• [GIVEN REQUEST] Starting with the first line and going on through the line containing "left=757, top=47, right=976, bottom=343", including both, shift every bounding box coordinate in the answers up by 149 and write all these lines out again, with the format samples and other wording unchanged. Leave the pictures out.

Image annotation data

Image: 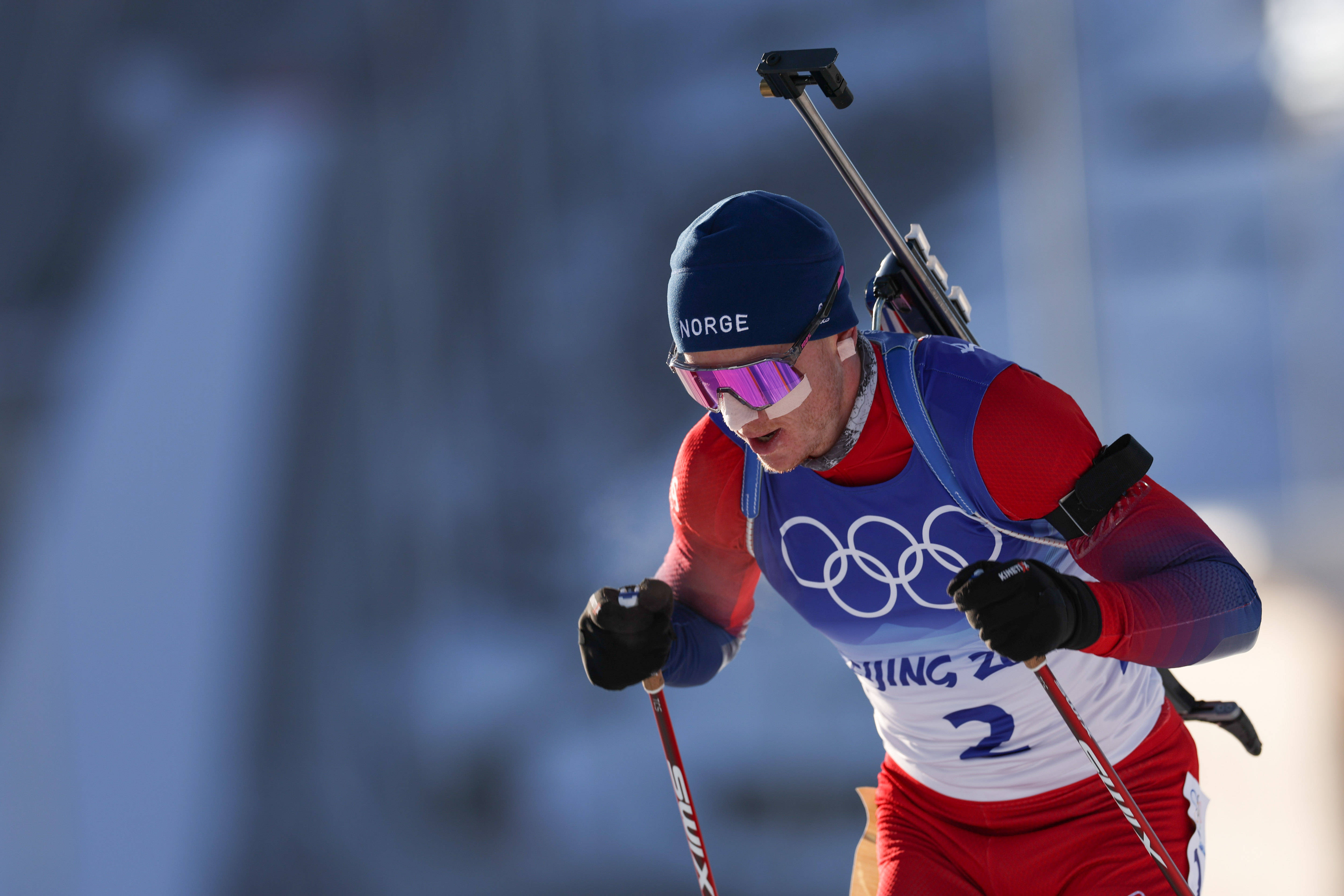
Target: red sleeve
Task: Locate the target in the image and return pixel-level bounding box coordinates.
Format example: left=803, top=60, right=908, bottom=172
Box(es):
left=973, top=367, right=1261, bottom=668
left=656, top=414, right=761, bottom=638
left=974, top=364, right=1101, bottom=520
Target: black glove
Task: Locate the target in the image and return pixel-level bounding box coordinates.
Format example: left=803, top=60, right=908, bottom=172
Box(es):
left=948, top=560, right=1101, bottom=662
left=579, top=579, right=672, bottom=690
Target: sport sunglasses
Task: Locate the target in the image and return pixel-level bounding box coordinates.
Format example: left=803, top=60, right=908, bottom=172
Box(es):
left=668, top=265, right=844, bottom=411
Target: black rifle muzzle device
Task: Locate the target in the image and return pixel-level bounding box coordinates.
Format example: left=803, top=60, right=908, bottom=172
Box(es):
left=757, top=47, right=976, bottom=343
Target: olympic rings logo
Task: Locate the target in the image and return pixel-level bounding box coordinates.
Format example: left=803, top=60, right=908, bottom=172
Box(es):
left=780, top=504, right=1003, bottom=619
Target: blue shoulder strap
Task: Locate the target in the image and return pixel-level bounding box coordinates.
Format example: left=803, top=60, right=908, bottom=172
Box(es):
left=742, top=447, right=765, bottom=520
left=866, top=332, right=980, bottom=517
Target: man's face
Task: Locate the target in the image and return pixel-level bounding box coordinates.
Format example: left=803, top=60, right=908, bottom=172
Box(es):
left=685, top=329, right=859, bottom=473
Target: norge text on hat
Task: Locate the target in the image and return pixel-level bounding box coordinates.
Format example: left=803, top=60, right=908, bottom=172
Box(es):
left=668, top=189, right=859, bottom=353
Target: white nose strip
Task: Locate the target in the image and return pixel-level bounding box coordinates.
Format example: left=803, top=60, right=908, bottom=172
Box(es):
left=719, top=392, right=757, bottom=433
left=765, top=376, right=812, bottom=421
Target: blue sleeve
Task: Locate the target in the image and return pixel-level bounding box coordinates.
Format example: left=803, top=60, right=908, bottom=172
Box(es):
left=663, top=600, right=742, bottom=688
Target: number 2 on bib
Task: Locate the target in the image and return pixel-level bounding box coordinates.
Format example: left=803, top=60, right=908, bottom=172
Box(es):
left=943, top=704, right=1031, bottom=759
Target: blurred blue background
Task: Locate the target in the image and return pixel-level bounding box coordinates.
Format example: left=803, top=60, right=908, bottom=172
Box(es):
left=0, top=0, right=1344, bottom=896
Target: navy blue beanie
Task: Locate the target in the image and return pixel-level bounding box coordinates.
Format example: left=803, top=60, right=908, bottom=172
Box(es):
left=668, top=189, right=859, bottom=352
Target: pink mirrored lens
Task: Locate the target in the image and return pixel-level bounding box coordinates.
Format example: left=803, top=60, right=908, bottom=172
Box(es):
left=677, top=361, right=802, bottom=410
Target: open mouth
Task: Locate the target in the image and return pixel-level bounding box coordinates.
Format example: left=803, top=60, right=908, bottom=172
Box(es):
left=750, top=427, right=784, bottom=451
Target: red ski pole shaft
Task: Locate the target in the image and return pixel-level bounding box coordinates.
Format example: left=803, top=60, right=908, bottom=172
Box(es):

• [EXPECTED OUTPUT]
Image: 
Target: red sleeve
Task: Locate the target in the image and return pixel-level bounding box coordinates.
Format example: left=803, top=60, right=908, bottom=172
Box(es):
left=1122, top=516, right=1410, bottom=817
left=805, top=563, right=910, bottom=787
left=1123, top=513, right=1250, bottom=669
Target: black glove
Task: Locate the target in the image and return pixel-level bounding box coordinates.
Format example: left=803, top=60, right=908, bottom=172
Box(es):
left=1097, top=709, right=1250, bottom=811
left=728, top=728, right=821, bottom=839
Target: sport sunglasses
Task: Locate the target in the image and return pixel-level bounding box coordinates.
Format example: left=803, top=60, right=908, bottom=172
Box(es):
left=817, top=414, right=993, bottom=560
Target: black rifle muzzle device
Task: Locate the target in the image and return pixel-level bounding box coordinates.
Format example: left=803, top=60, right=908, bottom=172
Box(es):
left=906, top=196, right=1125, bottom=492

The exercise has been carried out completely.